EXERCISE OBJECTIVE ▸
Can you copy, word for word, the lines starting at the one containing "of the yellow" and ending at the one containing "[(95, 141)]", both of those included?

(Dataset records)

____________________

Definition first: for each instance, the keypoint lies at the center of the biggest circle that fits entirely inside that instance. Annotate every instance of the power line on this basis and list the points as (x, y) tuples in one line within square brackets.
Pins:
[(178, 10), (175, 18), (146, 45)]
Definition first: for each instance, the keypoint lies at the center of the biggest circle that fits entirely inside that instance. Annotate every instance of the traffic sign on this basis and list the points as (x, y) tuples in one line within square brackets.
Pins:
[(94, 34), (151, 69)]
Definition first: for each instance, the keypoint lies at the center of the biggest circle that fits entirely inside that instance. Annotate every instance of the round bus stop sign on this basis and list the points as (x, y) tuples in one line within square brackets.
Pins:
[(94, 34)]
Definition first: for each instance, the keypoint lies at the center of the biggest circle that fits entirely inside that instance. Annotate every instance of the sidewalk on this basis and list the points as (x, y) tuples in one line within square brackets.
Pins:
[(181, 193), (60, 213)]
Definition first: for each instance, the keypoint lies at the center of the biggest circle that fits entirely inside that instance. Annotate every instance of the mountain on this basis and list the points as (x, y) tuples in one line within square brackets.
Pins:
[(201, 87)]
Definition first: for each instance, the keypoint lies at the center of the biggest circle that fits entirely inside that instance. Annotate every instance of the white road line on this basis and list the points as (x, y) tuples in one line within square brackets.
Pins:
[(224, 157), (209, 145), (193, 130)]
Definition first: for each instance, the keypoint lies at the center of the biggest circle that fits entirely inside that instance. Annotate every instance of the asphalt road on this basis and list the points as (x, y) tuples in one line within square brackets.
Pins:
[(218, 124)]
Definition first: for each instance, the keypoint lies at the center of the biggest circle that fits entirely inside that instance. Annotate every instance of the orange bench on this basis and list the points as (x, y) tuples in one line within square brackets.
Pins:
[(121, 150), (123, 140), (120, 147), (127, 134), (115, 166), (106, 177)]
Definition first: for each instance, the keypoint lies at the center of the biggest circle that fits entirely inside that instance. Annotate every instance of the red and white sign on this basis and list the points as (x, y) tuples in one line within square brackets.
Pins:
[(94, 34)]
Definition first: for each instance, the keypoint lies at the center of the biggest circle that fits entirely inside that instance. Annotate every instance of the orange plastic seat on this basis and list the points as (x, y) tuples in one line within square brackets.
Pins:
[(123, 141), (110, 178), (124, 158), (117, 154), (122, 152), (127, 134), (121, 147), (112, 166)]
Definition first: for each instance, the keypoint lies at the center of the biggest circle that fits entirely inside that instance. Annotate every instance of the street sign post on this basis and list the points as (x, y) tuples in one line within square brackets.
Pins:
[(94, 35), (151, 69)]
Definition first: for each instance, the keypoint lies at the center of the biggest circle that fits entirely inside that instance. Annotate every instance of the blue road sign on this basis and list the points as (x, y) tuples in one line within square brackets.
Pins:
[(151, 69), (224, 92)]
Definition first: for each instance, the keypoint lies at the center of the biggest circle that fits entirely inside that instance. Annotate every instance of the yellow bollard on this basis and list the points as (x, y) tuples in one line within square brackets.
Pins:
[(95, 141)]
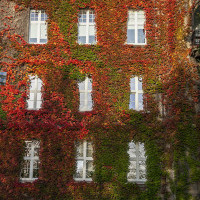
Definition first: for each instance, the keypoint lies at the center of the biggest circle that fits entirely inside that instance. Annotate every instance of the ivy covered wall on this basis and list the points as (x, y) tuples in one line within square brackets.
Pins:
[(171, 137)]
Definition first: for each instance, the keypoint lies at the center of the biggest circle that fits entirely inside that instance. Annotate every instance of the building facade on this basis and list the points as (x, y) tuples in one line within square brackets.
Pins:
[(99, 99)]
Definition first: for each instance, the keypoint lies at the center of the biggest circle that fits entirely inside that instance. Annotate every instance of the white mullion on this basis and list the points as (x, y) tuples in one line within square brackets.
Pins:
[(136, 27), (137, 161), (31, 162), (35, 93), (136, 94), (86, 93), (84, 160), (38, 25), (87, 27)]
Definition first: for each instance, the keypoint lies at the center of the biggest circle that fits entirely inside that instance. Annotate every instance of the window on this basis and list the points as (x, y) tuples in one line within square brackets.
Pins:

____________________

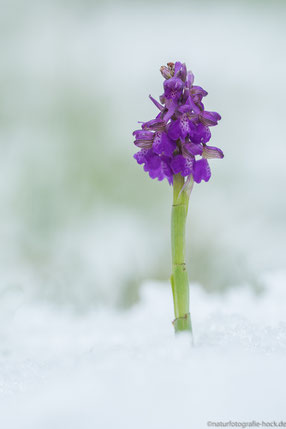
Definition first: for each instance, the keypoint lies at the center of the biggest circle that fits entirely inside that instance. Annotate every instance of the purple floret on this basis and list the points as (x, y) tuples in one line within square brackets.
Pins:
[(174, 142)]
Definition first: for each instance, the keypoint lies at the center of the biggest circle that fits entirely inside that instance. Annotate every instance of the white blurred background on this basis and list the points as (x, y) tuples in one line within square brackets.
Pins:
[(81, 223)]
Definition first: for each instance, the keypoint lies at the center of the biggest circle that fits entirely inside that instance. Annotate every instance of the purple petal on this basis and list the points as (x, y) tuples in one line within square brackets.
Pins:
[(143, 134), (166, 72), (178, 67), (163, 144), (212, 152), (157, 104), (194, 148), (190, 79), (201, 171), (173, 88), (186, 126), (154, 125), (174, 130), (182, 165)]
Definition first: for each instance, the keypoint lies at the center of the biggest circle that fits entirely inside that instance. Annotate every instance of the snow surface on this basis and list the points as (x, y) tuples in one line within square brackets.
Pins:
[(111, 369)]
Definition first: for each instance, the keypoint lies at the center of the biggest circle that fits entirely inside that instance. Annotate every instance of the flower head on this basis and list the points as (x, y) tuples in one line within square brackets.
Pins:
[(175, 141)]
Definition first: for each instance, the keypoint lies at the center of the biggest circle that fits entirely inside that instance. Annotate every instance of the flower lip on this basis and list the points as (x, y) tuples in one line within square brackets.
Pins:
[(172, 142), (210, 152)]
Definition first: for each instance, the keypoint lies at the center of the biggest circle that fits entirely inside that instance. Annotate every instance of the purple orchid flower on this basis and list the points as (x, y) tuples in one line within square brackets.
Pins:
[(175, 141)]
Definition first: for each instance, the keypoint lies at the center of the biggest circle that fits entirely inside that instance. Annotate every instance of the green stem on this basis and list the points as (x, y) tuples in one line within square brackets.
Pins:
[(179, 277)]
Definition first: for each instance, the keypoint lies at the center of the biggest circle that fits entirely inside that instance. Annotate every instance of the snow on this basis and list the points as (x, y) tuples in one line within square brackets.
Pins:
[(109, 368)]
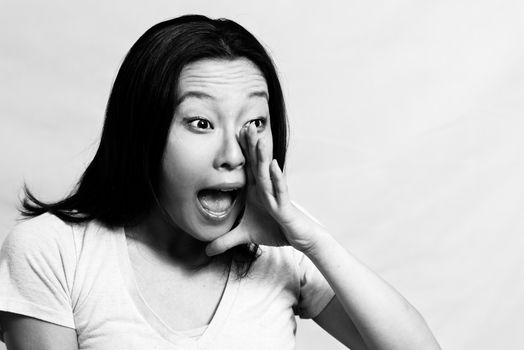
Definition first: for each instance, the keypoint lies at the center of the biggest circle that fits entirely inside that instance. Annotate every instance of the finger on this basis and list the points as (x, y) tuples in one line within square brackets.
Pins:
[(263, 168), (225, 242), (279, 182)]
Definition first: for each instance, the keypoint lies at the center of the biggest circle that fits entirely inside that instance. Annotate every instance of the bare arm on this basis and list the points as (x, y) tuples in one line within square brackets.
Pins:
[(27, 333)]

____________________

ANSWER TO THE PROBLEM ▸
Definition first: for each instance, the keypoint lies at the center of the biggest circle that fits entirely inside that instance. Annotate every instance of the yellow bollard on this basis and list the points as (x, y) tuples in one line within square brackets.
Pins:
[(95, 141)]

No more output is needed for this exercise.